* Problem: Print the data exactly, leaving nothing out.

Records excerpted from a collection:
****************

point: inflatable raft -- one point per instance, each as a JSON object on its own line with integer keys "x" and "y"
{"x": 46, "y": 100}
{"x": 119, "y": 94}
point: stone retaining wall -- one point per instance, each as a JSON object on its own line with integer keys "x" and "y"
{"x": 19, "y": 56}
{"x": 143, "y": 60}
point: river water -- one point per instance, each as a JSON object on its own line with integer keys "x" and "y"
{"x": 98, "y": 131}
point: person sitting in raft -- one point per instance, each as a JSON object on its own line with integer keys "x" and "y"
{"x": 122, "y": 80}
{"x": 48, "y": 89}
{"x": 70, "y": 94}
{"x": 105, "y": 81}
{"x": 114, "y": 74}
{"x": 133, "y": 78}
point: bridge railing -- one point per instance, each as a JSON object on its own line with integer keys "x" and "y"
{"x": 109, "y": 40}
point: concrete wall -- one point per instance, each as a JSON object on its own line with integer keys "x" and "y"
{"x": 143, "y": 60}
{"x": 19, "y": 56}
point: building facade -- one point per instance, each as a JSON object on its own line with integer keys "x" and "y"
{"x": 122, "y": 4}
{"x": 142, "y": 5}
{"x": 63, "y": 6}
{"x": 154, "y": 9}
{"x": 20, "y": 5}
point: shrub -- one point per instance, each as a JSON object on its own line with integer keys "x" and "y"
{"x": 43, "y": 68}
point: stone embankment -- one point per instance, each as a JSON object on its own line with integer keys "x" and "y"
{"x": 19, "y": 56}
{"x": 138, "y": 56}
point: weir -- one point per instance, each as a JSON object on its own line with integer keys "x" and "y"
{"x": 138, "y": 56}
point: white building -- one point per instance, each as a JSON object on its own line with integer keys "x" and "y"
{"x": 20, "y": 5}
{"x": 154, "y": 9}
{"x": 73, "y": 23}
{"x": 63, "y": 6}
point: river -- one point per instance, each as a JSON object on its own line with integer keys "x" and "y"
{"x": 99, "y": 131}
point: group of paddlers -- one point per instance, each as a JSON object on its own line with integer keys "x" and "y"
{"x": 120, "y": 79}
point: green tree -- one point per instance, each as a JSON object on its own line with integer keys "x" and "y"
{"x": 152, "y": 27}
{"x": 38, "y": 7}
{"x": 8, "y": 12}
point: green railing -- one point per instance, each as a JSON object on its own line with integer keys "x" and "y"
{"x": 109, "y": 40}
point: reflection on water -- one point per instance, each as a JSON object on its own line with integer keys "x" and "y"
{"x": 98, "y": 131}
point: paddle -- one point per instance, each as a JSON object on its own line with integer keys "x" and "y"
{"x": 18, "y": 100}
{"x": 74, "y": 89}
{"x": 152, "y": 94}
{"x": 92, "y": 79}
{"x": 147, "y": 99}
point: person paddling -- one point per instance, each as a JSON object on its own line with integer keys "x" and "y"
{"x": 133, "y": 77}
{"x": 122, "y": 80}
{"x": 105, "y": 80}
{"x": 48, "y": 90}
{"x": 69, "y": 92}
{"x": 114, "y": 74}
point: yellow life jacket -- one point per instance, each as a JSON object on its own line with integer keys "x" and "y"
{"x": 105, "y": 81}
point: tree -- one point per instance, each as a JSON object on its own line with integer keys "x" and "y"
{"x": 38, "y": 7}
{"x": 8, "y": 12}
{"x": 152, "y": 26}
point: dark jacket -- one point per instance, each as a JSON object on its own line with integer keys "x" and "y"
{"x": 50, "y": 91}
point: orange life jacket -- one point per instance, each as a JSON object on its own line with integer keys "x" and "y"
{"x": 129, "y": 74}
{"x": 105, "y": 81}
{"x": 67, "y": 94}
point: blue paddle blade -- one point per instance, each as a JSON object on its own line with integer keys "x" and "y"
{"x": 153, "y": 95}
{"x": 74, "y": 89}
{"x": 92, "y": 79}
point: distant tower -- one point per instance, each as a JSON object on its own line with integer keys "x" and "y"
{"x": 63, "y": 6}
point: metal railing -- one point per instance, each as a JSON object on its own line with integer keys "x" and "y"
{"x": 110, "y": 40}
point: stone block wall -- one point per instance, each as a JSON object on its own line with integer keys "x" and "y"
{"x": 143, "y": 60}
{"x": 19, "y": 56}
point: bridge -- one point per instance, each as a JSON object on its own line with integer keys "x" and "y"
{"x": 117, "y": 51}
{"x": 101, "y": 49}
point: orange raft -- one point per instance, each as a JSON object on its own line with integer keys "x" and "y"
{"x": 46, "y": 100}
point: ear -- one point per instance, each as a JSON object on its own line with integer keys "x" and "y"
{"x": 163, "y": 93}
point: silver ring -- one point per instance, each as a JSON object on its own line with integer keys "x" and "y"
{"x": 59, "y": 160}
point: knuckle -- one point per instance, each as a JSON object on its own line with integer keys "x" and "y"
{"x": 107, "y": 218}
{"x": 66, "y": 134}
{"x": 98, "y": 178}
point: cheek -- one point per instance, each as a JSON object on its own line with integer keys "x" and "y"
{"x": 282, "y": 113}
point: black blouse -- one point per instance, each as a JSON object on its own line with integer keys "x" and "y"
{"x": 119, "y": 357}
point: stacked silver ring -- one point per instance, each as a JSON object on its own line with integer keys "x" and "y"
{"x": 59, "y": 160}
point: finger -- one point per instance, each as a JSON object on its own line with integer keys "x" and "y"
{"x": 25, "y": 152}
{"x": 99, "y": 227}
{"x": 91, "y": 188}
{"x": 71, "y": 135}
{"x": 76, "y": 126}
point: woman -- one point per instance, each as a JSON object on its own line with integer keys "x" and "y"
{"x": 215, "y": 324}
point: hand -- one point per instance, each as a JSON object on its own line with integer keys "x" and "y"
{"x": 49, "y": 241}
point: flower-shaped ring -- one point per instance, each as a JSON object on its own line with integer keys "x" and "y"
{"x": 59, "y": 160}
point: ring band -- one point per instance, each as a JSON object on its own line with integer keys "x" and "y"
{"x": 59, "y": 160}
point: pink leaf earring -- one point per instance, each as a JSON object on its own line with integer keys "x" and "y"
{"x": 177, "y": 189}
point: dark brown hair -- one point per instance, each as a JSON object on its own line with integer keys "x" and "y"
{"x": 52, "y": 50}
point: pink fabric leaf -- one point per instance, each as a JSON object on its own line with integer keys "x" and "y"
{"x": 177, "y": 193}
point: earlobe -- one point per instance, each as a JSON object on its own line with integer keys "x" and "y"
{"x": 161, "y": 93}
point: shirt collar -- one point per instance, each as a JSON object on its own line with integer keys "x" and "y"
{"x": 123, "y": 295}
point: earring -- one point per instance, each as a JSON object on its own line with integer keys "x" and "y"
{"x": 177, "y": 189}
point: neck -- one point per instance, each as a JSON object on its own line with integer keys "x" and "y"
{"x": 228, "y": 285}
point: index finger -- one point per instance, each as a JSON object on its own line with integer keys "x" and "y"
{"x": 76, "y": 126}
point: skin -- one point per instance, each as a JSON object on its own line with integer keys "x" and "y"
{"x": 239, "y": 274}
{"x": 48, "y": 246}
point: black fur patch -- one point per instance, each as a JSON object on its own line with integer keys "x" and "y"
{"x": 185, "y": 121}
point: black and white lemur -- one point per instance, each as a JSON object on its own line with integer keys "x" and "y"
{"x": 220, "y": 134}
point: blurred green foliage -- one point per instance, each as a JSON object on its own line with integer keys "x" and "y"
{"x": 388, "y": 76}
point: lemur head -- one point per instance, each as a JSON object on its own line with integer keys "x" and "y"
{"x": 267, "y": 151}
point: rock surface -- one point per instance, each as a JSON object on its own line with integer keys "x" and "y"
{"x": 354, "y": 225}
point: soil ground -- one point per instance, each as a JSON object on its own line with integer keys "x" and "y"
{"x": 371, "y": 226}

****************

* Result of the exercise:
point: inflatable raft -- one point per instance, each as a JSON object on its own line with integer keys "x" and "y"
{"x": 46, "y": 100}
{"x": 119, "y": 94}
point: stone retaining wall -- one point per instance, each as a JSON object on its own line with integer keys "x" and "y"
{"x": 19, "y": 56}
{"x": 143, "y": 60}
point: river water -- one point per instance, each as a JSON object on its own line with integer keys "x" and "y"
{"x": 98, "y": 131}
point: person sitting in raft -- one point per instance, each as a JSON object on its own line with integer keys "x" and "y"
{"x": 122, "y": 80}
{"x": 48, "y": 89}
{"x": 70, "y": 94}
{"x": 105, "y": 81}
{"x": 114, "y": 74}
{"x": 133, "y": 78}
point: bridge railing -- one point per instance, each as a JSON object on its own line with integer keys "x" and "y"
{"x": 109, "y": 40}
point: concrete wall -- one point per instance, each as a JSON object on its own line with integer keys "x" and "y"
{"x": 143, "y": 60}
{"x": 19, "y": 56}
point: building facade -- one point per instance, each as a JSON object on its own line with integer keys "x" and "y"
{"x": 122, "y": 4}
{"x": 142, "y": 5}
{"x": 63, "y": 6}
{"x": 154, "y": 9}
{"x": 20, "y": 5}
point: shrub -- one point per instance, each as a JSON object on its own line with integer keys "x" and "y"
{"x": 43, "y": 68}
point: stone embankment -- one point per instance, each as a JSON object on its own line with integer keys "x" and "y"
{"x": 19, "y": 56}
{"x": 138, "y": 56}
point: weir -- one point per instance, each as a JSON object on its own line with integer keys "x" and "y"
{"x": 138, "y": 56}
point: white building -- one point per instance, each as a JSON object on its own line with integer keys "x" and "y"
{"x": 20, "y": 5}
{"x": 154, "y": 9}
{"x": 73, "y": 23}
{"x": 63, "y": 6}
point: river -- one point per instance, each as a JSON object on its own line with integer keys "x" and "y"
{"x": 99, "y": 131}
point: group of paddlers -- one point per instance, each as a JSON object on its own line with integer keys "x" and "y"
{"x": 120, "y": 79}
point: green tree -- one point per instance, each as a JSON object on its own line with integer keys "x" and "y"
{"x": 152, "y": 27}
{"x": 38, "y": 7}
{"x": 8, "y": 12}
point: green railing -- one point per instance, each as a JSON object on its own line with integer keys "x" and "y"
{"x": 109, "y": 40}
point: reflection on water -- one point per instance, each as a JSON object on its own line with integer keys "x" and "y"
{"x": 98, "y": 131}
point: paddle -- one point per instance, each as a JSON object on its own line with integer keys "x" and "y"
{"x": 18, "y": 100}
{"x": 74, "y": 89}
{"x": 152, "y": 94}
{"x": 92, "y": 79}
{"x": 147, "y": 99}
point: person paddling -- one point per instance, each as a JSON object on its own line with integer keys "x" and "y"
{"x": 133, "y": 77}
{"x": 122, "y": 80}
{"x": 105, "y": 80}
{"x": 48, "y": 90}
{"x": 69, "y": 92}
{"x": 114, "y": 74}
point: yellow life jacket -- one point per instance, each as a JSON object on its own line with integer keys "x" and "y"
{"x": 105, "y": 81}
point: tree -- one point per instance, each as a JSON object on its own line with integer keys "x" and "y"
{"x": 38, "y": 7}
{"x": 8, "y": 12}
{"x": 152, "y": 26}
point: dark jacket -- one point per instance, each as a JSON object on its own line with integer keys "x" and "y"
{"x": 50, "y": 91}
point: orange life jacket -- one point per instance, each as a JSON object on its own line with integer keys "x" and "y"
{"x": 129, "y": 74}
{"x": 105, "y": 81}
{"x": 67, "y": 94}
point: blue paddle blade -- one point per instance, each as a JSON object on its own line with integer keys "x" and "y"
{"x": 153, "y": 95}
{"x": 74, "y": 89}
{"x": 92, "y": 79}
point: distant tower -- one point per instance, each as a JSON object on its own line with integer keys "x" and "y"
{"x": 63, "y": 6}
point: metal railing -- one point per instance, each as a JSON object on its own line with integer keys "x" and "y"
{"x": 110, "y": 40}
point: stone block wall -- one point per instance, each as a JSON object on its own line with integer keys "x" and "y"
{"x": 143, "y": 60}
{"x": 19, "y": 56}
point: bridge -- one point per instance, each as a JSON object on its own line with integer keys "x" and "y"
{"x": 117, "y": 51}
{"x": 101, "y": 49}
point: orange raft -- one point per instance, each as a JSON object on its own line with integer keys "x" and "y"
{"x": 46, "y": 100}
point: ear -- one point per instance, each as a JSON object on its own line with integer keys "x" and "y"
{"x": 163, "y": 93}
point: silver ring -- one point per instance, each as a JSON object on its own line with integer keys "x" and "y"
{"x": 59, "y": 160}
point: knuckle -- one point per instance, each as a JSON object on its own line with integer keys "x" and "y"
{"x": 107, "y": 218}
{"x": 66, "y": 134}
{"x": 98, "y": 178}
point: cheek -- one point per instance, each as a JSON object on its own line with integer keys "x" and "y"
{"x": 282, "y": 113}
point: black blouse -- one point per instance, each as a JSON object on its own line with integer keys "x" and "y"
{"x": 119, "y": 357}
point: stacked silver ring -- one point per instance, each as a JSON object on its own line with integer keys "x" and "y"
{"x": 59, "y": 160}
point: finger -- one point per instance, each as a JSON object on its own line with integer keys "x" and "y"
{"x": 25, "y": 152}
{"x": 99, "y": 227}
{"x": 91, "y": 188}
{"x": 71, "y": 135}
{"x": 76, "y": 126}
point: woman -- one point per instance, each as a JSON object on its own line with integer keys "x" and "y"
{"x": 215, "y": 324}
point: hand -- one point per instance, each as a JSON object on its own line with integer keys "x" and "y"
{"x": 49, "y": 241}
point: flower-shaped ring -- one point per instance, each as a JSON object on its own line with integer keys "x" and "y"
{"x": 59, "y": 160}
point: ring band -- one point per instance, each as a JSON object on its own line with integer keys "x" and "y"
{"x": 59, "y": 160}
point: pink leaf earring -- one point per instance, each as a JSON object on its own line with integer keys "x" and "y"
{"x": 177, "y": 189}
point: dark brown hair -- one point per instance, each as a JSON object on its own line with integer keys "x" and "y"
{"x": 52, "y": 50}
point: pink fabric leaf -- one point per instance, each as a JSON object on its own line with integer keys "x" and "y"
{"x": 177, "y": 193}
point: earlobe -- one point per instance, each as a JSON object on its own line with integer keys "x" and "y"
{"x": 161, "y": 93}
point: shirt collar -- one point per instance, each as a JSON object on its own line with integer keys "x" and "y"
{"x": 123, "y": 295}
point: earring -- one point per instance, each as a JSON object on its own line with integer keys "x" and "y"
{"x": 177, "y": 189}
point: neck -- one point per instance, each as a JSON object on its own line with integer keys "x" and "y"
{"x": 228, "y": 285}
point: index finger -- one point per instance, each as a JSON object on its own line with integer keys "x" and "y"
{"x": 76, "y": 126}
point: skin -- one point per instance, each as a JSON object on its own line with integer keys "x" and "y"
{"x": 239, "y": 274}
{"x": 48, "y": 246}
point: black fur patch -- one point per instance, each as a JSON object on its own line with integer keys "x" and "y"
{"x": 185, "y": 121}
point: black and white lemur -- one point per instance, each as a JSON object on its own line with integer keys "x" and "y"
{"x": 220, "y": 134}
point: blurred green foliage -- one point per instance, each as a JSON object on its own line with integer keys "x" and "y"
{"x": 388, "y": 76}
point: lemur head -- one point per instance, each as a JSON object on its own line with integer keys "x" and "y"
{"x": 267, "y": 151}
point: rock surface -- one point per instance, each as a JSON object on its own line with integer keys "x" and "y"
{"x": 354, "y": 225}
point: soil ground -- one point per instance, each as a JSON object on its own line with integer keys "x" and "y"
{"x": 371, "y": 226}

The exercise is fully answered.